» AUFGABENSTELLUNG
Setzen Sie das Interview mit Wolfgang F. Heck über die Bündelung der Henkel-Handwerkergeschäfte im Anschluss an seine letzte Antwort fort.

» VORLIEGENDER TEXT
Interview mit Wolfgang F. Heck, Henkel-Thomsit
"Die Ausrichtung auf den professionellen Verarbeiter gehört zum Kerngeschäft"
Nach einschneidenden organisatorischen Veränderungen im vergangenen Jahr überraschte Thomsit die Branche mit einem grandiosen Domotex-Auftritt, was in wirtschaftlich schwierigen Zeiten etwas heißen will. Vor diesem Hintergrund drängt sich die Frage auf, wo die Reise des Unternehmens hingeht. Was hat es mit der Verschmelzung der professionellen Handwerkergeschäfte des Henkel-Konzerns auf sich? Ist die Bodenliga noch ein Thema? Wie stellt sich die Marktsituation für Bodenbelagsklebstoffe generell dar? Diese und weitere zentrale Themen beantwortete Wolfgang F. Heck bei seinem Besuch in den Hamburger Redaktionsräumen des SN-Verlages. Völlig unerwartet kam die Ankündigung des Leiters der Profi-Handwerker-Zielgruppen, Ende dieses Jahres in den Ruhestand zu treten.
BTH-Heimtex: Herr Heck, schon vor einigen Monaten kündigte der Henkel-Konzern eine organisatorische Neuausrichtung an, von der auch die von Ihnen geführte Bautechnik betroffen ist. Was genau soll wann passieren?
Wolfgang F. Heck: Unter dem Dach der Henkel Bautechnik bestand bereits eine enge Verzahnung der Fußbodentechnik mit den Bereichen Fliese, Dach und Bauwerksabdichtung. Parallel dazu gab es weitere Geschäftsfelder in der Konzernzentrale, die ebenfalls auf das Handwerk zielen - Metylan auf den Maler oder Tangit auf den Installateur. Schnittstellen existierten in der bisherigen organisatorischen Aufstellung jedoch kaum. Um das zu ändern, wurden all diese Aktivitäten gebündelt und mir wurde die Verantwortung für sämtliche Handwerkergeschäfte übertragen. Von der engen Kooperation und dem Know-how-Austausch versprechen wir uns eine Stärkung des gesamten Profi-Bereichs. Mitte des Jahres soll die Verschmelzung abgeschlossen sein.

» DATENTEIL
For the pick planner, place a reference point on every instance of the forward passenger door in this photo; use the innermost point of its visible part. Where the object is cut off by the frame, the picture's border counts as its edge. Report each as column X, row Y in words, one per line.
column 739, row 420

» LÖSUNG
BTH-Heimtex: Diese Neuausrichtung erstaunt umso mehr, als in den vergangenen Jahren auch schon mal von Trennungsabsichten die Rede war.
Heck: Für einen Konzern, dessen Name eigentlich für Waschmittel, Kosmetik oder Konsumentenklebstoffe steht, ist es nahe liegend, sein Engagement in anderen Geschäftsfeldern zu hinterfragen. Letztlich haben aber alle Analysen ein eindeutiges, für uns äußerst erfreuliches Resultat erbracht, nämlich, dass die Ausrichtung auf den professionellen Verarbeiter zum Kerngeschäft des Henkel-Konzerns gehört. Dass aus Handwerker-Produkten von heute die DIY-Produkte von morgen erwachsen, war dabei zweifellos ein wichtiger Aspekt. Darüber hinaus eröffnet das Exportgeschäft überaus interessante Perspektiven. Es macht also durchaus Sinn, die Aktivitäten wieder direkt in den Konzern als gesamtheitliches Kerngeschäft zu integrieren. Damit teilt sich das Klebstoffsegment in den Konsumenten- und den Handwerkerbereich, wobei letzterer in Deutschland dominiert.
BTH-Heimtex: Was ursprünglich gar nicht so gut aussah...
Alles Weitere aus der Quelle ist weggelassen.